(Beginning of EXTRACTED RECORDS)

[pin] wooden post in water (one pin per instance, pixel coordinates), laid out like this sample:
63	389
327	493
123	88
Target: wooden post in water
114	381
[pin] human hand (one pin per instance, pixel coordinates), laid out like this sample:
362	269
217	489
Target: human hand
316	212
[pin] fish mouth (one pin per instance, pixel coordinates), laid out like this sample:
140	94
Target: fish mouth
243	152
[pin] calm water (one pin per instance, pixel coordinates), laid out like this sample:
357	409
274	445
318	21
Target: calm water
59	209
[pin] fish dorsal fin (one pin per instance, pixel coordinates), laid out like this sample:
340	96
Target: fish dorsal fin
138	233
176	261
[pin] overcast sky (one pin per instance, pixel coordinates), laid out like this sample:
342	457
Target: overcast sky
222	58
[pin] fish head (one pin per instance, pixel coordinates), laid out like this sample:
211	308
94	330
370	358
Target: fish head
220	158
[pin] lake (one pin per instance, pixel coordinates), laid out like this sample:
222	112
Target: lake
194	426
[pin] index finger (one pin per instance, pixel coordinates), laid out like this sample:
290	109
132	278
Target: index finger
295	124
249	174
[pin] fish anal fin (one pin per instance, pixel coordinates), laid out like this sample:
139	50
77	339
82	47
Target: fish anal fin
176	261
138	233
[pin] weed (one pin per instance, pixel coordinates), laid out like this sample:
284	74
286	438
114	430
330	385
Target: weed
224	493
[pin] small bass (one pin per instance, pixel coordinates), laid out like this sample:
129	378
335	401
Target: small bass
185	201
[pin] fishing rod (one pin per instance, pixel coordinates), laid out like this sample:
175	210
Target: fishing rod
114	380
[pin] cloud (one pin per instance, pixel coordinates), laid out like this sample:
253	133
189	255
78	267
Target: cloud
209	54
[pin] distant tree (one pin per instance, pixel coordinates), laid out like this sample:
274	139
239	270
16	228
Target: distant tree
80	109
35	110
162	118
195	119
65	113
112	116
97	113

(End of EXTRACTED RECORDS)

BRIEF → Reproduce the records above with every character intact.

FINISHED TASK →
[pin] wooden post in water (one pin per instance, pixel coordinates), laid out like this sample:
63	389
327	493
123	88
Target: wooden post in water
114	381
[pin] human hand (one pin per instance, pixel coordinates), laid out like this sample:
362	269
217	489
Target: human hand
316	212
[pin] fish mouth (one pin per instance, pixel coordinates), laid out like this sample:
140	94
Target: fish mouth
243	152
[pin] calm water (one pin per instance, pixel coordinates), laid out like this sample:
357	409
274	445
318	21
Target: calm water
59	209
[pin] fish dorsal fin (one pin per instance, pixel coordinates), laid out like this sample:
340	96
Target: fish dorsal fin
138	233
176	261
[pin] overcast sky (one pin per instance, pixel coordinates), laid out like this sample:
342	457
Target: overcast sky
222	58
[pin] fish head (one pin per instance, pixel coordinates), laid out like this sample:
211	308
94	330
370	358
Target: fish head
220	158
[pin] lake (one pin per instance, pixel coordinates), laid out like this sample:
222	112
Target: lake
194	426
[pin] index finger (one pin per instance, pixel coordinates), laid out like this sample:
290	109
132	278
Target: index finger
295	124
249	174
[pin] fish anal fin (one pin per instance, pixel coordinates), laid out like this sample:
139	50
77	339
82	47
Target: fish anal fin
176	261
138	233
[pin] weed (one pin per instance, pixel coordinates), laid out like this sample:
284	74
286	438
114	430
330	385
Target: weed
224	493
[pin] small bass (one pin per instance, pixel coordinates), laid out like this sample:
129	378
335	401
Target: small bass
185	201
[pin] fishing rod (one pin per instance, pixel coordinates), laid out like this sample:
175	210
Target: fishing rod
114	380
[pin] cloud (one pin per instance, pixel coordinates), laid out like this sample:
253	133
189	255
78	267
Target: cloud
209	54
[pin] distant tree (one pin per instance, pixel coordinates), laid out like this sample:
274	139
239	270
16	228
Target: distant tree
80	109
35	110
162	118
195	119
65	113
112	116
97	113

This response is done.